═════ MATERIALS PROVIDED

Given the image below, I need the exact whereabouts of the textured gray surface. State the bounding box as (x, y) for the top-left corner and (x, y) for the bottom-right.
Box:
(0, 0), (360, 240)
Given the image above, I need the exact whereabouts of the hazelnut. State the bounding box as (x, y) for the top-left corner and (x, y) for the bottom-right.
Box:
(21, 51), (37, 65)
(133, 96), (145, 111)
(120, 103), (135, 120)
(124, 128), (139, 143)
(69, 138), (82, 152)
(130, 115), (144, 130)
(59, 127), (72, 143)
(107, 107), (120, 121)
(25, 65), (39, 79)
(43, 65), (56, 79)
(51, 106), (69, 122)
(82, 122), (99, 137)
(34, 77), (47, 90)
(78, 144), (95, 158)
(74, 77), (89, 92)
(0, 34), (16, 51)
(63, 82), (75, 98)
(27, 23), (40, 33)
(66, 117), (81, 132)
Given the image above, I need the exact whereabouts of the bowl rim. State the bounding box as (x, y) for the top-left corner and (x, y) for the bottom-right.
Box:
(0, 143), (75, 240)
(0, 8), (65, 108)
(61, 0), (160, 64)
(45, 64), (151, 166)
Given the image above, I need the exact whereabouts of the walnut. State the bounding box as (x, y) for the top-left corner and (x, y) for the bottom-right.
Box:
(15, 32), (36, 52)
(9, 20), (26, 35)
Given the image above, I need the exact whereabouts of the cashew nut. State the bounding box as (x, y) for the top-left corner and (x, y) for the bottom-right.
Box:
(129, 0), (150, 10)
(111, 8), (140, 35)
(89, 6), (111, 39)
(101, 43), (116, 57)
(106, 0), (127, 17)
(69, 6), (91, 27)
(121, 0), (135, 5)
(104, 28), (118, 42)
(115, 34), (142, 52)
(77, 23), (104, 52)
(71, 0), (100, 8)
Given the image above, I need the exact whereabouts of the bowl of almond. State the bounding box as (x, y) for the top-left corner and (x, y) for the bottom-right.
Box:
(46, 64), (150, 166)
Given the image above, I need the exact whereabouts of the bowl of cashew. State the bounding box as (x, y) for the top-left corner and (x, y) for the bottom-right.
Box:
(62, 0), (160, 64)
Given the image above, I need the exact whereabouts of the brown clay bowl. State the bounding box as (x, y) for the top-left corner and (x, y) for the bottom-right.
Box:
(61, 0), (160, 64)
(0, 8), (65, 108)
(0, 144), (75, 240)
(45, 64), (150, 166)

══════════

WHAT THE TASK REQUIRES – Format the lines of the material as a numbered list, omitting blank lines. Start at the line containing "the bowl rim." and end after the line containing "(62, 0), (160, 64)", including both.

FULL OUTPUT –
1. Given the image above, I need the exact whereabouts of the bowl rim. State the bounding box as (x, y) for the top-left corner and (x, y) for the bottom-right.
2. Box:
3. (0, 143), (75, 240)
4. (0, 8), (65, 108)
5. (61, 0), (160, 64)
6. (45, 64), (151, 166)
7. Given the image above, I need the exact whereabouts of the walnut. State the bounding box as (x, y) for the top-left corner and (x, y) for the bottom-right.
8. Box:
9. (15, 32), (36, 52)
10. (9, 20), (26, 35)
11. Given the image above, I need the exact whereabouts of the cashew nut. State the bounding box as (x, y) for the top-left corner and (x, y) for the bottom-right.
12. Box:
13. (129, 0), (150, 10)
14. (111, 8), (140, 35)
15. (89, 6), (111, 39)
16. (101, 43), (116, 57)
17. (106, 0), (127, 17)
18. (69, 6), (91, 27)
19. (121, 0), (135, 5)
20. (104, 28), (118, 42)
21. (115, 34), (142, 52)
22. (77, 23), (104, 52)
23. (71, 0), (100, 8)
24. Given the image above, I need the exact whereabouts of the bowl of almond. State the bounding box as (x, y) for the top-left corner and (x, y) for the bottom-right.
25. Box:
26. (46, 64), (150, 166)
27. Given the image above, I need the exact whereabouts of the bowl of cashew. State the bounding box as (x, y) for the top-left corner and (x, y) for the bottom-right.
28. Box:
29. (62, 0), (160, 64)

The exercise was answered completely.